* START *

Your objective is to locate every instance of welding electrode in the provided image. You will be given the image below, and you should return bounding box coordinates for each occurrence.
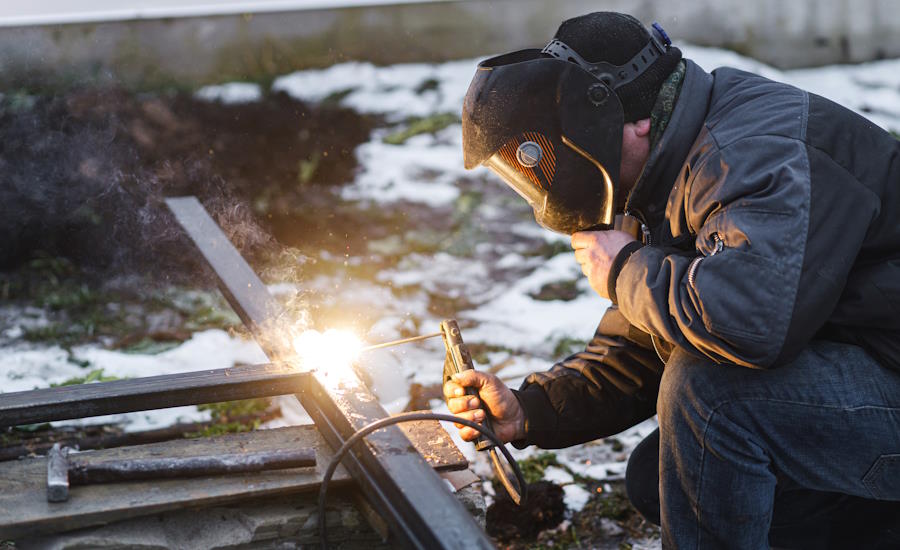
[359,332,443,353]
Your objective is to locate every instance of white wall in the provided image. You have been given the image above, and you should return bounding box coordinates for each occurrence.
[0,0,900,92]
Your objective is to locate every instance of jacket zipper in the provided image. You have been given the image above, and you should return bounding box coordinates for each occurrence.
[625,210,653,245]
[688,233,725,286]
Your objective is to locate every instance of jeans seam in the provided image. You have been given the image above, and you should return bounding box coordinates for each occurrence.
[695,403,712,549]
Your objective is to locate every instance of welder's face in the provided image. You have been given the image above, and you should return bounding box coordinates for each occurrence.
[484,136,614,235]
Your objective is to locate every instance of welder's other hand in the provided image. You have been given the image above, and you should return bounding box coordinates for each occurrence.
[444,370,525,442]
[572,230,635,298]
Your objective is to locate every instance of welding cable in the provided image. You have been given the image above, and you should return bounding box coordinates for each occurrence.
[318,412,526,550]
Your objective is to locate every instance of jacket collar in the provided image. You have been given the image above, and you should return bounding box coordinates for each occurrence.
[625,59,713,228]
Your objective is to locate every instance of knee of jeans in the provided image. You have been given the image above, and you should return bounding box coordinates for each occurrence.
[656,350,721,427]
[625,430,660,525]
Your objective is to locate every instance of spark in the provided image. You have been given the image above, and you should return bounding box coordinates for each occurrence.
[294,329,362,375]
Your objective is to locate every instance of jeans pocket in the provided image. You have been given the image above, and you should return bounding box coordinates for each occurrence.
[862,454,900,500]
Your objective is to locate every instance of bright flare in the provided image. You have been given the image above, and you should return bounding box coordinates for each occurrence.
[294,329,362,373]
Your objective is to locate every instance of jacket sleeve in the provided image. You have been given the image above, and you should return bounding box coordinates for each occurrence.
[513,306,663,449]
[615,136,872,368]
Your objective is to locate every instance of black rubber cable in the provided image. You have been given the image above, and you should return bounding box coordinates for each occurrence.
[318,412,526,550]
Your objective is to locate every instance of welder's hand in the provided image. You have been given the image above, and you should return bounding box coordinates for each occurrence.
[572,230,635,298]
[444,370,525,442]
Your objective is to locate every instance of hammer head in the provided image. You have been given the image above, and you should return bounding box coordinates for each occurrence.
[47,443,69,502]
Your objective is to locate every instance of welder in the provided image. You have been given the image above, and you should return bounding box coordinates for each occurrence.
[444,12,900,548]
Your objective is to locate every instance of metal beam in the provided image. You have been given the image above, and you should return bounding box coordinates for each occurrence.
[166,197,493,549]
[0,364,309,432]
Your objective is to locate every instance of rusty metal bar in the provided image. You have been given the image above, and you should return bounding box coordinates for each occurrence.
[166,197,493,549]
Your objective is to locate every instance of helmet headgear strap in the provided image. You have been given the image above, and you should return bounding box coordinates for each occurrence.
[541,23,672,90]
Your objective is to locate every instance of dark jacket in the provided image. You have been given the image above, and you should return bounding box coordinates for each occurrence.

* END *

Can you extract every line of the data above verbatim, leaving out the picture?

**FULL RESPONSE**
Your objective is to locate every instance of welding electrode in the provided image. You will be given the image below, and you should return bounding box coordinates for each occurrence.
[359,332,443,353]
Your objective is to locate every instance of white wall in the provided image. You have been given the image above, and you should return bounding box coordinates for each occurrence.
[0,0,900,92]
Your objective is to locate every instance of jacket zipper in the provided image. You have been given the image above, and you should return bounding box coordinates for each occurrence.
[625,210,653,245]
[688,233,725,286]
Your objective is to locate every instance of jeans seam in the provided image. You have been given the image above, and you should return bounding box coordinates for each occurrence.
[695,403,712,549]
Your objective is to locate every instance of welder's face in the provided image. You have been given the image above, and you should return bounding box coordinates for each occurrence.
[484,136,614,235]
Your objective is to locate every instance of welder's other hand in the provided image. You have been given the image above, and you should return bounding box coordinates for each occurrence.
[444,370,525,442]
[572,230,635,298]
Your objective is to locate every instance of welding cable in the provided image. You have been given the image above, and you should return bounding box coordinates for each occurrence.
[318,412,526,550]
Your objective is to locate every instance of jacket collar in the provided image. You have been given the image above, and you should return bounding box coordinates for each occurrence.
[625,59,713,228]
Your objective is to locate every instance of knee of jeans in the provided image. You have been given the image above, and you should return bounding box coordinates for each occurrence.
[656,350,721,427]
[625,430,660,525]
Your objective is to locate every instance of spark in the provided image. You have been given the image above, and you should return bounding box coordinates for each occurrence.
[294,329,362,375]
Your objective is to locate every instance of jeans pocket in the provided image. You have been given the image above, and you should return bounding box coordinates for each occurrence.
[862,454,900,500]
Your objective is to locate every instance of bright flare in the provided image. You have been given the image above, and you should return bounding box coordinates for each occurrence.
[294,329,362,373]
Your objective is to locate every instance of jacket sleeve in the provided image. You have been given the image above, and you should return bounding box coordinates for each occurrence.
[513,306,663,449]
[615,136,872,368]
Your objective is to locate every instance of black rubber cable in the provided image. You have been given the image above, and you should return bounding box coordinates for each occurrence.
[318,412,526,550]
Your objective is to locate every instance of welder's hand in the provided image. You have been given the image above, and you should return bounding box coordinates for each occurrence.
[572,230,635,298]
[444,370,525,442]
Your objective is to locate every instance of hammer head in the provided image. You have been given the image above, and you should return bounding box coordinates for each occurrence.
[47,443,69,502]
Your objective is to locate every instance of welder in the provided image. You have been given the image above, and you should return bounding box coordinates for each occurrence.
[444,12,900,548]
Your objective is to locate every instance of metal beam in the provided image. You have been given the image above, and you should return bounding box coordinates for each occurrence.
[166,197,493,549]
[0,364,309,432]
Your objective is to locate every instance of rusty metal bar in the provided image. You have been given the image above, and you should return bounding box coordinates for each occurrence.
[166,197,493,549]
Your objective is to locate every instance of helmet headgear strap in the provided image. You have been given the image above, and you should return bounding box coordinates for each occurrence.
[541,23,672,90]
Your objective is to locate every instance of dark jacket in the provided image. You have been given the image above, and you should return bounding box coordinates for each occurrence.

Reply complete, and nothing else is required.